Exercise objective
Please reproduce every line of the material starting at the line containing "Kindly place a point on the stone" and ending at the end of the material. Shift each answer coordinate by -16 and leave all other numbers unchanged.

--

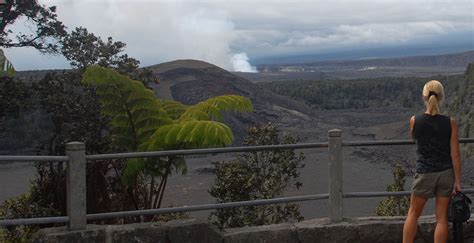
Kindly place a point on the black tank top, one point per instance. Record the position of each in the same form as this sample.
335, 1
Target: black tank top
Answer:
433, 136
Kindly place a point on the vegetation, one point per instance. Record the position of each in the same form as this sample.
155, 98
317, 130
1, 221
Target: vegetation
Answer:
108, 109
141, 122
360, 93
46, 29
258, 175
395, 206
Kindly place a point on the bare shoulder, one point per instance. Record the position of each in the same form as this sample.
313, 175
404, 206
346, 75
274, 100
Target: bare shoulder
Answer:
453, 122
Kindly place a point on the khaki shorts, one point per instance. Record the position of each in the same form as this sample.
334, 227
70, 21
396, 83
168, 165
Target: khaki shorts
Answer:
432, 184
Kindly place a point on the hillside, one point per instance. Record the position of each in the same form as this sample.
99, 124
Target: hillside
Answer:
191, 81
463, 105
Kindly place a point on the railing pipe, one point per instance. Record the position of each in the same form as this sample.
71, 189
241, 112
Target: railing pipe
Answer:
76, 185
206, 151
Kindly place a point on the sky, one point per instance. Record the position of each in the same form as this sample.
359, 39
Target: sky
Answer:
235, 34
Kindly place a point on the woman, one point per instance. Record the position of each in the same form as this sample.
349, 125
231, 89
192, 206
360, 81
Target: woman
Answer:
438, 165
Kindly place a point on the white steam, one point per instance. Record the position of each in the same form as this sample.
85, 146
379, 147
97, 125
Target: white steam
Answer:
240, 63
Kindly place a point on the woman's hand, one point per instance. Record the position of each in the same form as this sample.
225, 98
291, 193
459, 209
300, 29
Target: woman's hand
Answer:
456, 187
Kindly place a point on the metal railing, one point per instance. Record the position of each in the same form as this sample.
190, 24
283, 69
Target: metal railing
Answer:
76, 159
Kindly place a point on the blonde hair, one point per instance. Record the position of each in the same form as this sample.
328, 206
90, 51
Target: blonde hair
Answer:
433, 101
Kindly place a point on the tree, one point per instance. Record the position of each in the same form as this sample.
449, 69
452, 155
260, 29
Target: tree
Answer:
395, 206
6, 68
258, 175
83, 49
142, 122
45, 34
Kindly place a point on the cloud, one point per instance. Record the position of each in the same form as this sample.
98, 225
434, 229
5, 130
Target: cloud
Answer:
240, 63
217, 30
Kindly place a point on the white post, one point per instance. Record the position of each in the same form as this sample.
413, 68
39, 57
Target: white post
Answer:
335, 176
76, 185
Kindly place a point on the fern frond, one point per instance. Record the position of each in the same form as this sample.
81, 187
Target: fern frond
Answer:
191, 134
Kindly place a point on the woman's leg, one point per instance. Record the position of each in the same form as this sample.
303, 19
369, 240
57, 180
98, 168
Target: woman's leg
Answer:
441, 230
411, 223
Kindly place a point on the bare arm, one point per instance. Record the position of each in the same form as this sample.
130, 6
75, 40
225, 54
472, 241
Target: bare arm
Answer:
455, 155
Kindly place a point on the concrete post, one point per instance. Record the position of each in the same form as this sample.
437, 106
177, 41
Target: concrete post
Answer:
335, 176
76, 185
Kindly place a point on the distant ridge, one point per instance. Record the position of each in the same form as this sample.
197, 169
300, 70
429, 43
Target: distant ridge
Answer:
181, 63
191, 81
453, 59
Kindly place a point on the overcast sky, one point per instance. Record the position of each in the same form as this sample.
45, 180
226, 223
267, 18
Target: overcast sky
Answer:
233, 33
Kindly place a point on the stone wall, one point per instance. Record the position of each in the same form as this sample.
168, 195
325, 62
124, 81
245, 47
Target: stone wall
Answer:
369, 229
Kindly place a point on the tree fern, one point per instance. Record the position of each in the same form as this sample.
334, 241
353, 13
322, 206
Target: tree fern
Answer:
142, 122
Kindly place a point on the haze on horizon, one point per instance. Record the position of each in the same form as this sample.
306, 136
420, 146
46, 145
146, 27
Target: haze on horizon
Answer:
232, 34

--

Final answer
Kindly place a point on the stone wall, one point per instance. Record the position of each in the same form as this sample.
168, 195
325, 62
124, 81
245, 47
Target: stone wall
Answer:
353, 213
Kindly place a point on the tree fern, one point per instance. Record the position of each in the same form as this sample.
334, 241
353, 13
322, 206
Target: tree fern
Answer:
126, 106
Kindly place a point on the haze on horizon, one point per instance. Record the position of each in the same form as this sample.
306, 136
420, 146
46, 145
146, 27
Target: haze on horizon
Answer:
216, 18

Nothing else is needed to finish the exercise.